[REQUIREMENT A] In the account of moving out at twenty-one, at what time did the mother call each night?
[REQUIREMENT B] Proceed with the account of the daily phone routine with the mother, picking up after its last sentence.

When I was twenty-one, I moved out of my parents’ house and into my own townhouse. With the support of my parents and my grandparents, I was able to purchase a three story townhouse about half an hour away from “home” and move out on my own. I’ve mentioned in the past, but I’m the youngest of four children. At the time I moved out, two of my older brothers were still living at home and yet I was ready to be on my own. My mother, on the other hand, wasn’t quite as ready. She worried, as moms are wont to do. Especially since I was living on my own, and no one knew my comings and goings.

So we established a routine that made her more comfortable…at nine thirty p.m. every night, she would call me to see how my day went. When I got to work in the mornings, I’d call her at her office to say good morning and let her know that I’d made it in without issue. On the weekends, I still spoke to her at night, but not always in the mornings. Even when one of my brothers moved in with me for about a year, I still kept the routine with Mom. Even when pre-hub Hub moved in with me (and commuted with me to work), I still kept the routine. When Hub and I got married, the routine remained. Seeing a pattern? Moved into our new house, same routine. Of course there were days we spoke more than once or twice a day, and there were days when she was traveling (or Hub and I were) when we let the routine pause, but it always picked right back up.

[Stored entries]
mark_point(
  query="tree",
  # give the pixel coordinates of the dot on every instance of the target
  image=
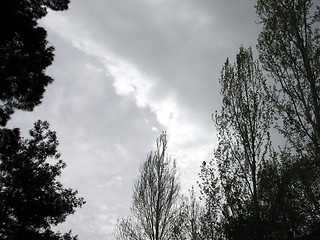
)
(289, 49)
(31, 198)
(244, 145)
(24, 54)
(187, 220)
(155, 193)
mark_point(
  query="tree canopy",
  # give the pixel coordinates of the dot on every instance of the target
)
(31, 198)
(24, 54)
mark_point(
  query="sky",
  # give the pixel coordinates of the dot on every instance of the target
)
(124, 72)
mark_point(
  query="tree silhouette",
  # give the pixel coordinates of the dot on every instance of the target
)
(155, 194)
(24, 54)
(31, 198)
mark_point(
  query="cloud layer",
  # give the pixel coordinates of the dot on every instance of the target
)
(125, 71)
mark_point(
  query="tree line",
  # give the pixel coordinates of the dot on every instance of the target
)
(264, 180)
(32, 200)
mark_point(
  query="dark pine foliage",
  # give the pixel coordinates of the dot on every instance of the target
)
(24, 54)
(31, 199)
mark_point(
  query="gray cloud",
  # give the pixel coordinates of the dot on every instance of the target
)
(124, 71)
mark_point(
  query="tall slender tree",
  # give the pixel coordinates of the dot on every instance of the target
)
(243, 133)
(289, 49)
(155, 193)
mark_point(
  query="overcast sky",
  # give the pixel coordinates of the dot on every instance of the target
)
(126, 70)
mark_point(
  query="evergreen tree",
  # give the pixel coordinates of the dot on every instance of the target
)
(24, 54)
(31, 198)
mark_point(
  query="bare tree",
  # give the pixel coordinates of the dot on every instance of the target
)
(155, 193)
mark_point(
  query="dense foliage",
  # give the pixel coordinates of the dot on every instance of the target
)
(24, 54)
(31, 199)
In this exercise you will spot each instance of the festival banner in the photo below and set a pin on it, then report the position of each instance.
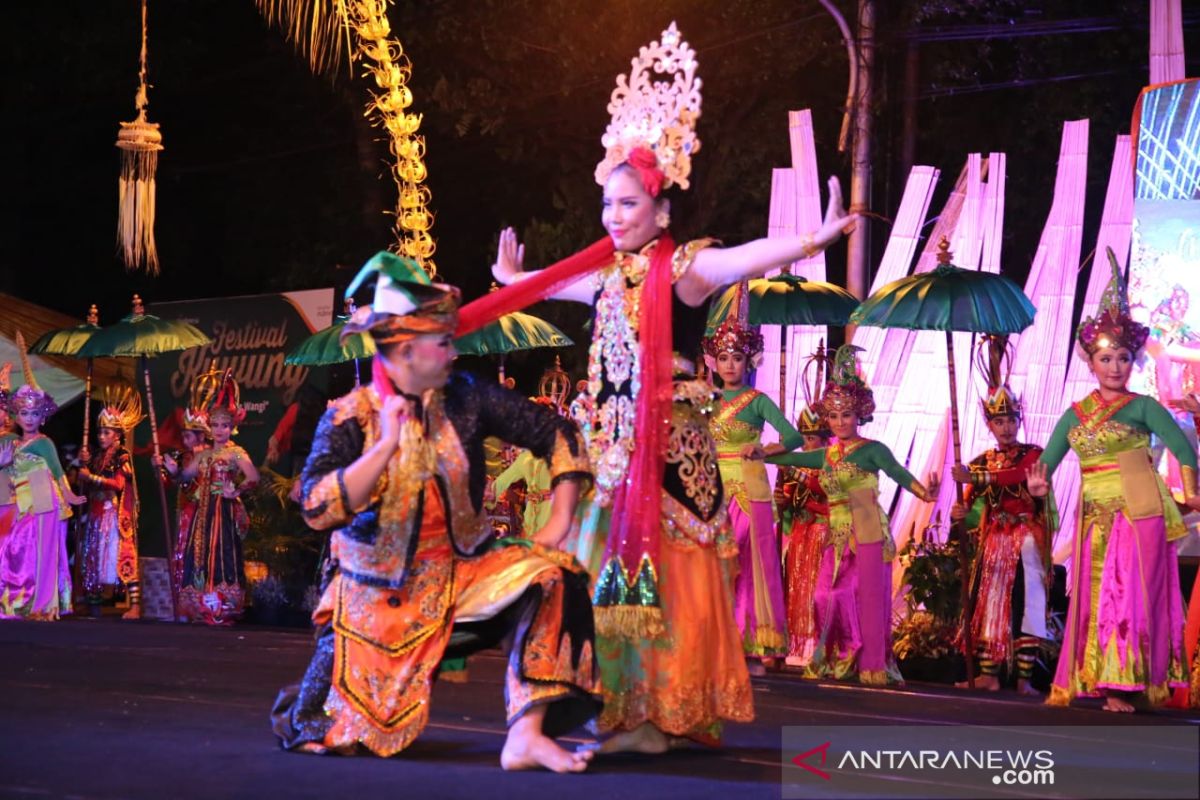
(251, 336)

--

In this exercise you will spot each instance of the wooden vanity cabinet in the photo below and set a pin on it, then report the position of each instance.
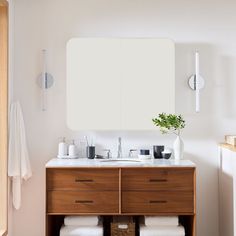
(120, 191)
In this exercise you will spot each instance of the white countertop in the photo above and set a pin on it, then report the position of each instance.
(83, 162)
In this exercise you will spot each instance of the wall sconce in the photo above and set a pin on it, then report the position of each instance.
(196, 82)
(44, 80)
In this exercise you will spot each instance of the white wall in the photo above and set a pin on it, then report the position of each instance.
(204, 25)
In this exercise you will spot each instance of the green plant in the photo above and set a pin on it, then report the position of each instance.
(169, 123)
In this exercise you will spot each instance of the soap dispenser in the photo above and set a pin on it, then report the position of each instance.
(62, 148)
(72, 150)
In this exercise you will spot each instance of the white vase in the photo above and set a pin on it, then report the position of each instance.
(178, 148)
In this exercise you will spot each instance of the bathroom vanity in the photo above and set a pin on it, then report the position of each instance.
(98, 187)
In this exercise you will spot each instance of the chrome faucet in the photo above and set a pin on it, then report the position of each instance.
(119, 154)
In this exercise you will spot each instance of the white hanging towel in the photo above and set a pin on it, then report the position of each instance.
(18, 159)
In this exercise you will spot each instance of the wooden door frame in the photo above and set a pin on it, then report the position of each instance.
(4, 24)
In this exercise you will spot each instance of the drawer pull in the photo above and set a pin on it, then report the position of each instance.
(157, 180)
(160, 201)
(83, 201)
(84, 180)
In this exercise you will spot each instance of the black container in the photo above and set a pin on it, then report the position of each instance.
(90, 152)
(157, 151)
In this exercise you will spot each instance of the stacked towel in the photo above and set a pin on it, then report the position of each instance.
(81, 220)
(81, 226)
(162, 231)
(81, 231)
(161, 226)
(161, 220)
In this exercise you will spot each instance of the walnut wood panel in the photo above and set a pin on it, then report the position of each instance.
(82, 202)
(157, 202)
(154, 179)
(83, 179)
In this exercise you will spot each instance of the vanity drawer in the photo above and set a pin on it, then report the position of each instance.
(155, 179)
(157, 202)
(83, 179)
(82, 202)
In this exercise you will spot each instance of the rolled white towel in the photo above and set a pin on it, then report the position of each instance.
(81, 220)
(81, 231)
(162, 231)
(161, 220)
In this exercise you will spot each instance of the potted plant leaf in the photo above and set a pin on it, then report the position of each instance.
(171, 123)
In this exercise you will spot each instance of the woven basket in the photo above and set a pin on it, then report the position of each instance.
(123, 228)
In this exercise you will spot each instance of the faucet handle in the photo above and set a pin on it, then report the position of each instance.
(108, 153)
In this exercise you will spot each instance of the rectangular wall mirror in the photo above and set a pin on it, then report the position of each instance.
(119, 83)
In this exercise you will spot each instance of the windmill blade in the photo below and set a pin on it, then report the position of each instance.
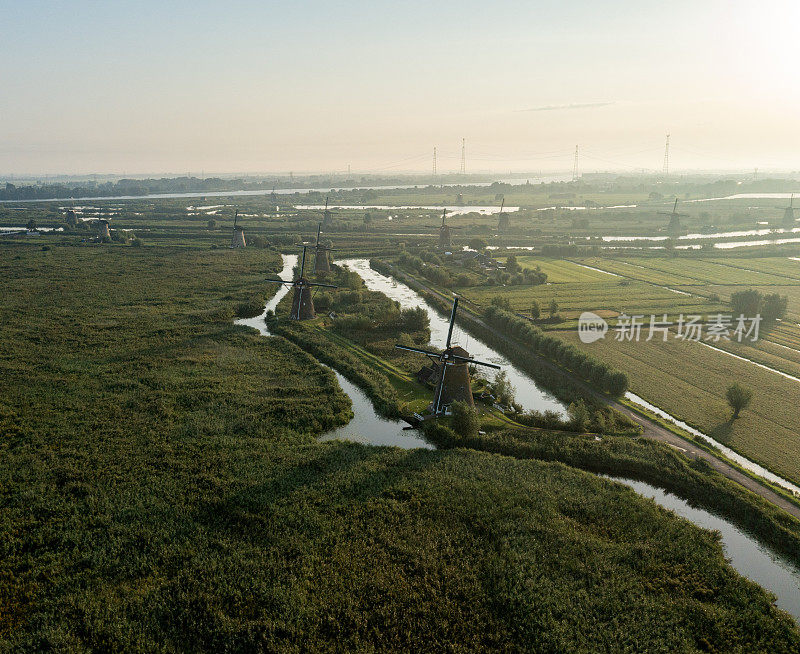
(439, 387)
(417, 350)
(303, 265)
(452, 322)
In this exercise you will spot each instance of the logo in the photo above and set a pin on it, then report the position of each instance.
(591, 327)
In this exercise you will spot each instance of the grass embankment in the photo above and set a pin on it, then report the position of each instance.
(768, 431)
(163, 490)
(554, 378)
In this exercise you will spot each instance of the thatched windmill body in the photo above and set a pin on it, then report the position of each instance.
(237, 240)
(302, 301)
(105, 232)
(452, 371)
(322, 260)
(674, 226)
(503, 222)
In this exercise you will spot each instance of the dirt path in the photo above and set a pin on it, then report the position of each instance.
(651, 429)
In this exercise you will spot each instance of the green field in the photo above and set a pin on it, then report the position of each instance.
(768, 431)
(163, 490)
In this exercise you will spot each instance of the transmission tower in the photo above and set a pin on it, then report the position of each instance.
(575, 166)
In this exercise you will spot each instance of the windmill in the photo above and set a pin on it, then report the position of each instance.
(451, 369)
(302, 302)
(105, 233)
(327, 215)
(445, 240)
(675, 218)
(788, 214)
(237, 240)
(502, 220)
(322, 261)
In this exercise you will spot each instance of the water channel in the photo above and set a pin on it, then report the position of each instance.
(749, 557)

[TASK RESULT A] She called at nine thirty p.m.

[TASK RESULT B]
When we moved into houses right nearby each other, we still talked at nine thirty every night, with the exception of travel. It was odd, but we talked even more on the phone once we lived closer. And we hung out in her backyard on her deck, or in her house, sometimes for hours at a time. Or multiple times in a day. We’re close, Mom and I. Really awesome friends. We always find things to talk about. To joke about. When she got diagnosed with her cancer, we started our crochet together, so there’d be times when we’d just be sitting together, crocheting quietly. But no matter, we’d still talk at nine thirty at night (and oftentimes at nine thirty in the morning).

As I’ve blogged about, Mom isn’t doing very well at all. Her MRI showed the cancer has spread to her brain. The symptoms she’s dealing with are supposedly from that spread, and she’s started radiation to try to alleviate symptoms. It’s not a good prognosis, as the radiation might not help and/or might not make much difference in life expectancy. And of course, radiation has side effects. We’re all devastated…my father most of all. He’s terrified to lose her. She’s terrified to leave him. Mom’s feeling lethargic all the time, rarely ever opens her eyes, sits in her recliner with her head in her hand. Sometimes she’ll talk to whoever addresses her, sometimes she won’t. Moving even to sit forward in the recliner makes her want to throw up. Going to the bathroom by wheelchair is even worse. Food is her enemy, as it all makes her feel sick. She’s barely drinking. She’s in a terrible depression. I’m positive she’s worried sick about my father. She’s not in pain, per se, but she’s not comfortable and she’s not okay.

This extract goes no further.